O futuro do Bolsa Família

Foto: Mariana Santarelli (Arquivo Ibase)
Flávia Mattar

A revista britânica The Economist publicou matéria abordando a importância do Bolsa Família, porém aponta que há evidências de que o Programa não é tão eficaz nas áreas urbanas como nas rurais. E que é nas áreas urbanas que o problema da pobreza vai crescer no futuro. A matéria aponta também que menos de 10% dos lares de São Paulo e Rio de Janeiro são contemplados pelo Bolsa Família, apesar de essas cidades apresentarem alguns dos piores índices de pobreza do país. O diretor do Ibase e ex-presidente do Conselho Nacional de Segurança Alimentar e Nutricional (Consea), Francisco Menezes, avalia algumas das informações publicadas na matéria e aponta iniciativas para o fortalecimento do Bolsa Família.

Ibase – Alguns fatores são apontados para explicar o fato de o Bolsa Família ser mais eficaz no meio rural do que no urbano: custo de vida mais alto, dificuldade de combater o trabalho infantil nas cidades, cancelamento de outros programas de transferência de renda que somavam valores superiores etc. Como vê essas possíveis explicações?

Francisco Menezes – Para começar, os preços dos gêneros e serviços que as famílias que recebem o Programa fazem uso são quase sempre muito superiores nas grandes cidades, especialmente São Paulo, Rio de Janeiro e  Brasília. Esse é, ao meu ver, o principal motivo para que o impacto seja menor do que nas outras cidades ou nas zonas rurais. Não é verdade que a transferência de renda de programas que foram incorporados pelo Bolsa Família era superior. Pelo contrário, a média era bastante inferior, não só no valor, mas também no número de famílias contempladas. Também não concordo que seja mais difícil as crianças pararem de trabalhar nos grandes centros. O que não existe é controle sobre o número de crianças que trabalham no campo.

Ibase – Há previsão de o Bolsa Família impactar de forma mais eficaz o meio urbano? Que iniciativas podem ser implementadas nesse sentido?

_Linhas de entrada_:
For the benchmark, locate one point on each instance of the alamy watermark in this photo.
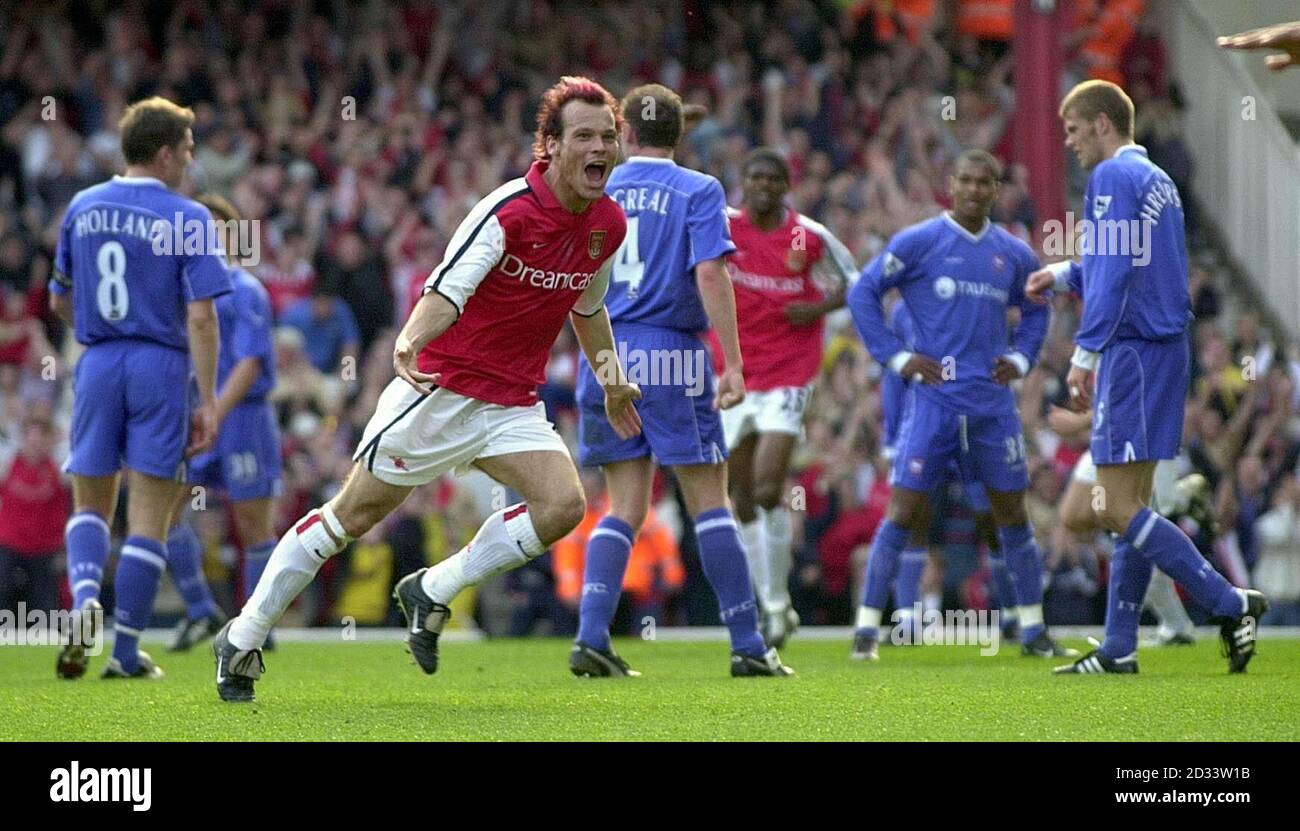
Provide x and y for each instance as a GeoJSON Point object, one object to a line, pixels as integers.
{"type": "Point", "coordinates": [40, 627]}
{"type": "Point", "coordinates": [963, 627]}
{"type": "Point", "coordinates": [1073, 238]}
{"type": "Point", "coordinates": [654, 367]}
{"type": "Point", "coordinates": [181, 236]}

_Conjunto de tarefas_:
**1.** Responda a estas perguntas sobre o texto sobre o Bolsa Família, marcando as respostas com (a), (b) e (c):
(a) Segundo a matéria da The Economist, que parcela dos lares de São Paulo e Rio de Janeiro é contemplada pelo Bolsa Família?
(b) Que cargo Francisco Menezes ocupou antes, além de ser diretor do Ibase?
(c) Qual é, para Francisco Menezes, o principal motivo de o impacto do Programa ser menor nas grandes cidades?
**2.** Reescreva todas as linhas de entrada como uma tabela Markdown com as colunas Nº e Conteúdo, uma linha por registro. Deixe de fora as linhas em branco e as imagens.

_Respostas_:
**1.**
(a) Menos de 10% dos lares.
(b) Foi presidente do Conselho Nacional de Segurança Alimentar e Nutricional (Consea).
(c) Os preços dos gêneros e serviços usados pelas famílias que recebem o Programa, que são quase sempre muito superiores nas grandes cidades.

**2.**
| Nº | Conteúdo |
|---|---|
| 1 | For the benchmark, locate one point on each instance of the alamy watermark in this photo. |
| 2 | Provide x and y for each instance as a GeoJSON Point object, one object to a line, pixels as integers. |
| 3 | {"type": "Point", "coordinates": [40, 627]} |
| 4 | {"type": "Point", "coordinates": [963, 627]} |
| 5 | {"type": "Point", "coordinates": [1073, 238]} |
| 6 | {"type": "Point", "coordinates": [654, 367]} |
| 7 | {"type": "Point", "coordinates": [181, 236]} |